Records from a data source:
** BEGIN **

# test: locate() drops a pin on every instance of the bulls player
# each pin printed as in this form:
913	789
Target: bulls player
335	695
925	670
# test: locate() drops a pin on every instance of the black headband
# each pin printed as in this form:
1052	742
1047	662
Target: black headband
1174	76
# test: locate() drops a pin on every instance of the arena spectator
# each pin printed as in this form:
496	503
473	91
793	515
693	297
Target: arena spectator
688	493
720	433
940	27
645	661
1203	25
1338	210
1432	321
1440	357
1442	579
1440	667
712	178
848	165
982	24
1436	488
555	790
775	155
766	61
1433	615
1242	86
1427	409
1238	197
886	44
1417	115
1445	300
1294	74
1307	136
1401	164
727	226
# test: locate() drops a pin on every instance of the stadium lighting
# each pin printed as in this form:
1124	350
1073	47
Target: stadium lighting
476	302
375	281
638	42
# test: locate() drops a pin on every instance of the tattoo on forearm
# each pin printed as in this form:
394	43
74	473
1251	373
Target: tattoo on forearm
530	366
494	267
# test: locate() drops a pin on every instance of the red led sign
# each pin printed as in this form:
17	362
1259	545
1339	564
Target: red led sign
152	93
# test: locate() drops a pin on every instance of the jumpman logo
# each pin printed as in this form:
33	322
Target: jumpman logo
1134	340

** END **

Give back all the records exactly as they stand.

# test: locate() drops a pin on every instance of the bulls player
# each pin printed as in this form:
913	789
Target: bulls player
335	695
925	670
# test: locate() drops a pin on every instance of the black headband
# each pin printed as in this form:
1052	742
1047	662
Target: black headband
1174	76
# test: locate() drops a pin on every instance of the arena spectator
# each pin printed as in this form:
496	503
473	91
793	515
693	297
Target: arena spectator
688	493
720	433
940	27
645	661
1203	25
1338	210
1432	321
1440	357
1442	579
1440	667
712	178
848	165
982	24
1436	488
555	790
775	155
766	61
1433	615
1242	86
1427	409
1238	197
886	44
1417	115
1445	300
1294	74
1307	136
1401	164
727	226
# test: locate() drops a pin on every instance of the stadium lighting
# each pin printed as in this form:
1124	350
1073	47
Target: stadium lighting
476	302
375	281
638	42
# test: locate() drops a pin on every instance of the tattoo on forearm
# each pin printed as in this form:
394	43
74	473
1251	373
Target: tattoo on forearm
530	366
494	267
# test: locate() drops a pin on every instance of the red led sign
# each pin printed as in this form:
17	362
1259	545
1339	564
Target: red led sign
152	93
# test: locate() drops a pin on every instance of the jumpman logo
# each pin printed as in this form:
33	322
Target: jumpman logo
1134	340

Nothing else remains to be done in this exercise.